▶ _Task item_:
From the data that follows, copy every line holding the string "swing".

Records excerpted from a collection
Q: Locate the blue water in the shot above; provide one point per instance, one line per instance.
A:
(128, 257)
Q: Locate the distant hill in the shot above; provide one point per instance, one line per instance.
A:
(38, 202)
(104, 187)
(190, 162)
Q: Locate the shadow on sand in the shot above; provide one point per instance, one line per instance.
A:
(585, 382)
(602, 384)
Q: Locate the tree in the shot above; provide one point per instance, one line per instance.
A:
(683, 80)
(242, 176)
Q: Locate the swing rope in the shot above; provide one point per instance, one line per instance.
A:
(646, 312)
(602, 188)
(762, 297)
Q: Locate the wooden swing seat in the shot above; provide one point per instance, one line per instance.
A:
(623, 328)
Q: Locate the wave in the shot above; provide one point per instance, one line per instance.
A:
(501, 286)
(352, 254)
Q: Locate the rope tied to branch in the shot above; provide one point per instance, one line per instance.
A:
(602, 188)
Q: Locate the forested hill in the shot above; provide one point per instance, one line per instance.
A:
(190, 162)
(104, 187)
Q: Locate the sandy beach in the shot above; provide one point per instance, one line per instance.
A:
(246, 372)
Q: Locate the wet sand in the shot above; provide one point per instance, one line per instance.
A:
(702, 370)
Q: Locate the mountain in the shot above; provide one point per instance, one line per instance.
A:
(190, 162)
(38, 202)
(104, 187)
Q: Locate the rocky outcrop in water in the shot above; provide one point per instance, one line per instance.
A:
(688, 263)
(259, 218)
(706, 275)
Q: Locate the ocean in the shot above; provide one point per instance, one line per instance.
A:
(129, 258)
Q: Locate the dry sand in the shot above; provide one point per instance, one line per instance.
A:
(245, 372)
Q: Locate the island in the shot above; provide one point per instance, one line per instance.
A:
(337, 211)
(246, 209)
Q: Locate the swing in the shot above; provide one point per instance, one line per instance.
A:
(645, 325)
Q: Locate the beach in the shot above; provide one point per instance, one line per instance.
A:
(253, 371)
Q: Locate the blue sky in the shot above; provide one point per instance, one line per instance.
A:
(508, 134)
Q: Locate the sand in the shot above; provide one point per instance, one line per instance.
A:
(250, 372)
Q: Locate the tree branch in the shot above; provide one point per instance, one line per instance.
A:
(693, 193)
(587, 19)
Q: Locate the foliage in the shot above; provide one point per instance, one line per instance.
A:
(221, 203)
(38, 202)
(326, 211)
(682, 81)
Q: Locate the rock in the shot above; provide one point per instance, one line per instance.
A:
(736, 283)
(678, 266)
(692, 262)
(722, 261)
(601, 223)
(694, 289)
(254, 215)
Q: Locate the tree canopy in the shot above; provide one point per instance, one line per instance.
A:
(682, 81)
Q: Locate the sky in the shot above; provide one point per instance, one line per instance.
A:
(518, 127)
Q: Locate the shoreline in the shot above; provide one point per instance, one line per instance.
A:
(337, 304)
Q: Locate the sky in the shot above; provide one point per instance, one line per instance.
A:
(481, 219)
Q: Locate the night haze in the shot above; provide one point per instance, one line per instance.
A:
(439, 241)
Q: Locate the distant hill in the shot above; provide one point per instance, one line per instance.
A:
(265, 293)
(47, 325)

* * *

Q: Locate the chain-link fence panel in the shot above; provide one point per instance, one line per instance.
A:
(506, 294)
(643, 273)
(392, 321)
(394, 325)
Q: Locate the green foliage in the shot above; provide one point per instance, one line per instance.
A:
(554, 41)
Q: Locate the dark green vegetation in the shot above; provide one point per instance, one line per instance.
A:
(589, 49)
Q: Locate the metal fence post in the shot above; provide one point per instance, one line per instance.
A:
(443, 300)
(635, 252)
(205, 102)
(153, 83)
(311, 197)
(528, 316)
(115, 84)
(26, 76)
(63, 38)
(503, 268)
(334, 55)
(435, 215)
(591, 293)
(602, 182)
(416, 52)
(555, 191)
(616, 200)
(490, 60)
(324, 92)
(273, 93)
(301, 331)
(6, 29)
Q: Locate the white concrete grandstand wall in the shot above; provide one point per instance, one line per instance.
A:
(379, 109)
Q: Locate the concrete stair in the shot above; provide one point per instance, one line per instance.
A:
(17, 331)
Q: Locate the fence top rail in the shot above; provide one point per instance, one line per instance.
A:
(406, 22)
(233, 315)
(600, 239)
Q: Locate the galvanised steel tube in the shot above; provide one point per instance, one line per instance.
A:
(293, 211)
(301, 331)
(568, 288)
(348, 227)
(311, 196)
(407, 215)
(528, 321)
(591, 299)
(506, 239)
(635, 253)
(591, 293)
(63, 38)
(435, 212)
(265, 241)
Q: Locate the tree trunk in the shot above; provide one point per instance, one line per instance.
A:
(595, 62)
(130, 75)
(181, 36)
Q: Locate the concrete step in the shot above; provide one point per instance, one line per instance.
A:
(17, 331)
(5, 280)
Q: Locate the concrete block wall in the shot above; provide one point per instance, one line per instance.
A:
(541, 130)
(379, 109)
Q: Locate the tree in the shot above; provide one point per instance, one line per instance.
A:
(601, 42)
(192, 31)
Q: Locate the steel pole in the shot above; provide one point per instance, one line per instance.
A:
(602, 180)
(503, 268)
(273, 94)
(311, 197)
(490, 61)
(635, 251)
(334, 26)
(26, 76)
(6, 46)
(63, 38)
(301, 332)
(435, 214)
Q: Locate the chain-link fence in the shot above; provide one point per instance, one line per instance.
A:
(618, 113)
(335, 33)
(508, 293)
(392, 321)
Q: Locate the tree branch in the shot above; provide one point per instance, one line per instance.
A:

==

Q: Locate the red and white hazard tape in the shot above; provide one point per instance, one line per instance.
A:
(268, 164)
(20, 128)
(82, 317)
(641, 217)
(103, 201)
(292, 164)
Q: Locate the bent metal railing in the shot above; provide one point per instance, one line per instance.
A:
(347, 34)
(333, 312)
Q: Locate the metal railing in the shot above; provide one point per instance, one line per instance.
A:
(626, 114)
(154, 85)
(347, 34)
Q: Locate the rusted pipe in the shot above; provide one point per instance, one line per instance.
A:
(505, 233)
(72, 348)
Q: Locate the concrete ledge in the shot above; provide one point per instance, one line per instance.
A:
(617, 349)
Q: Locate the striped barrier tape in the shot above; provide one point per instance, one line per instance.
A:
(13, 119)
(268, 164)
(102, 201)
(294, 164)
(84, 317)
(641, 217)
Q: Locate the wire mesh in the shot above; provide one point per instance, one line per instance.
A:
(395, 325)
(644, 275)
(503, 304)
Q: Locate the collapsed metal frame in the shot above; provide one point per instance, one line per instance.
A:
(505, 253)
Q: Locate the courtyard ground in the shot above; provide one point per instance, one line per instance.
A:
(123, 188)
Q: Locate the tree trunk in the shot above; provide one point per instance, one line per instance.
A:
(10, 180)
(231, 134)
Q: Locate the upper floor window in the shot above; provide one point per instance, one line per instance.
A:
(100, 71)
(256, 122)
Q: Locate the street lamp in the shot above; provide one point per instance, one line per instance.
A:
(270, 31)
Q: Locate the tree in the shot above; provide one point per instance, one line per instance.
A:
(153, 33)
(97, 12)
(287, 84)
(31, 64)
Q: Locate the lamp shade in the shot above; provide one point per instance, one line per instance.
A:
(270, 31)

▶ _Output for this exercise_:
Q: Locate the swing rope in the shot above; provide one point per instance, one line per instance.
Q: Locate the wooden swing seat in the shot above; provide one point per instance, one line per instance.
Q: Locate the swing in the shot above; provide one point per instance, one line per instance.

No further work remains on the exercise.